Requirement:
Using the data below, copy each line that includes the word "drawer".

Natural language region descriptions

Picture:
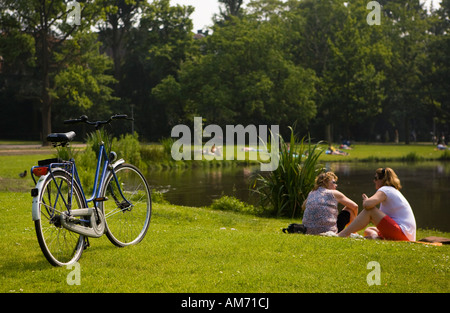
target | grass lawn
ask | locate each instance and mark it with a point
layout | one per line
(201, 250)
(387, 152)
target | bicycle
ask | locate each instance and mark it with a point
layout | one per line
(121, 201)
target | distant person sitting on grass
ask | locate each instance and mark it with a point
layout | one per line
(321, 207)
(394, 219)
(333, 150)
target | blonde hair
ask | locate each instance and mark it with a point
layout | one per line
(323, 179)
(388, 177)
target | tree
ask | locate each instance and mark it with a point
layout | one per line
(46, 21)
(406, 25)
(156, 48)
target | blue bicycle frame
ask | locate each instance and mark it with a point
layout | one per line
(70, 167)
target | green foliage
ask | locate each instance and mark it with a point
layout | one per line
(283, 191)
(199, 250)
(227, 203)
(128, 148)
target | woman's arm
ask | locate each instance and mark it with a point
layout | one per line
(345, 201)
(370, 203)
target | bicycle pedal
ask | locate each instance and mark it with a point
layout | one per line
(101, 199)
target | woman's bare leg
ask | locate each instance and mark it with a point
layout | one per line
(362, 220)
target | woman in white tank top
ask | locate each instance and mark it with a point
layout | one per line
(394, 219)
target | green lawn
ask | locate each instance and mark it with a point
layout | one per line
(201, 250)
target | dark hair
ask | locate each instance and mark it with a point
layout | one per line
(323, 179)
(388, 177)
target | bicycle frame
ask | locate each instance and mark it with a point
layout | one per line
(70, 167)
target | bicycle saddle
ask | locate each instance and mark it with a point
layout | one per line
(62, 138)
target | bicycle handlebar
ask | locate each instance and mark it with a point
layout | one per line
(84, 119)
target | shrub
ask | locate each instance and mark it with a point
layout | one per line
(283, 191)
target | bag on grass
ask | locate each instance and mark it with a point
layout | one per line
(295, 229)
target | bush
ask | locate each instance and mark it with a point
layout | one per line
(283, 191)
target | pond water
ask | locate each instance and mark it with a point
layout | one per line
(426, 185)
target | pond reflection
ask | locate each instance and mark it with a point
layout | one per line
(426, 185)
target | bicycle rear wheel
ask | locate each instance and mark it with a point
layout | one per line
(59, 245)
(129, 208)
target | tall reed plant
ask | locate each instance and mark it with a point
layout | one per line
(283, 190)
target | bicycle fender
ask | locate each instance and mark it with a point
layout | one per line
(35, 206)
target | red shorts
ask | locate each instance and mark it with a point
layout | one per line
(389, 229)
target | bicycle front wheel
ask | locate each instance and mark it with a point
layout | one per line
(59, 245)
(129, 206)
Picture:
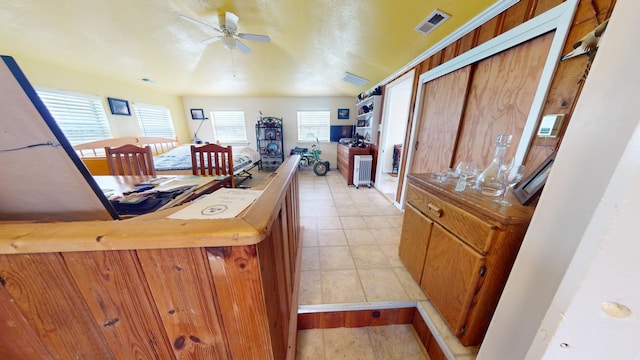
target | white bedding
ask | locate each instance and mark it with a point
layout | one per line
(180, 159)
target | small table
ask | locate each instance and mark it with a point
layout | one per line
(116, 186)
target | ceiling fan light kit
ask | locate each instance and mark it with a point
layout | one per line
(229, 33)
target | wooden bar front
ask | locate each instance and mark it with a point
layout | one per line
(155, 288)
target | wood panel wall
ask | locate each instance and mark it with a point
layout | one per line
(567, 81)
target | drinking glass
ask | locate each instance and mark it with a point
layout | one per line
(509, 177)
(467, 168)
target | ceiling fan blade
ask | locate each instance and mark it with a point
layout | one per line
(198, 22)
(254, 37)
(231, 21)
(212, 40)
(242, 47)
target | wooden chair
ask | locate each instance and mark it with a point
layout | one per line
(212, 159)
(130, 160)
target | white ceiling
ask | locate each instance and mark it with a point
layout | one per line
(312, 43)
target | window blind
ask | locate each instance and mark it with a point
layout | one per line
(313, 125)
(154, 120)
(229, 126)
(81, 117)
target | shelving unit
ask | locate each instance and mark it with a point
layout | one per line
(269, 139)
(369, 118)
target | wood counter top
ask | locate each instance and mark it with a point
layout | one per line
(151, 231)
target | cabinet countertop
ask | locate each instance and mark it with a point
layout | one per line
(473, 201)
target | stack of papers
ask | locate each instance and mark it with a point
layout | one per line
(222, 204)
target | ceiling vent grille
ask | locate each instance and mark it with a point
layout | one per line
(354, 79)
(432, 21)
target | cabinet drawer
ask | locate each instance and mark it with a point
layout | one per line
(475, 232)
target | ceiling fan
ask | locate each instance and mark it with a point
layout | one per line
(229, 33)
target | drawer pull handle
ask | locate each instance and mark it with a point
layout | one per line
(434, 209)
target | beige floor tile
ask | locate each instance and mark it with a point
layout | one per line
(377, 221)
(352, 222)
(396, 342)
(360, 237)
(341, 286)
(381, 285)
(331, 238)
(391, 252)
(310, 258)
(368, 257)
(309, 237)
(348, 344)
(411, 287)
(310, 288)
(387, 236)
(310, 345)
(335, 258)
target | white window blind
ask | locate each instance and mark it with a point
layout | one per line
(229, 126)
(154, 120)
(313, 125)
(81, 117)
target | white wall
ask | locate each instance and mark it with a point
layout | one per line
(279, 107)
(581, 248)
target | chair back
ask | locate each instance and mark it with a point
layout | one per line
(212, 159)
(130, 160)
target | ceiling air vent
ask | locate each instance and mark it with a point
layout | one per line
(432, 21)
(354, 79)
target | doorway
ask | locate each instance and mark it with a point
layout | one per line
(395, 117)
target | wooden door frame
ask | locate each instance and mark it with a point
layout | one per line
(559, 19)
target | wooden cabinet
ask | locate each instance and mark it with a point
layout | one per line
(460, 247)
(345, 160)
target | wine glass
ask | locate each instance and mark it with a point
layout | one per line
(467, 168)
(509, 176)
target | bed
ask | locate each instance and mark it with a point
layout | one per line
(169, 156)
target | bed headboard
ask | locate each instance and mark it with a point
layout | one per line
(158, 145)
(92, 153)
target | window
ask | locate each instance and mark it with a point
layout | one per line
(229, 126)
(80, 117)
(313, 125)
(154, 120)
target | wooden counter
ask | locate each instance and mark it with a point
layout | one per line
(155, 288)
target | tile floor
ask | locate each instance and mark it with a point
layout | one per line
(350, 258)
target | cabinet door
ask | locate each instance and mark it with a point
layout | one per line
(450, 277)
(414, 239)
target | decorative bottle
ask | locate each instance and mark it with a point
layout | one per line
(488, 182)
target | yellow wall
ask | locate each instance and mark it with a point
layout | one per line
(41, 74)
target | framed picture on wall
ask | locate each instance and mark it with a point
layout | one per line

Answer below:
target | cabinet drawer
target | drawer pull handle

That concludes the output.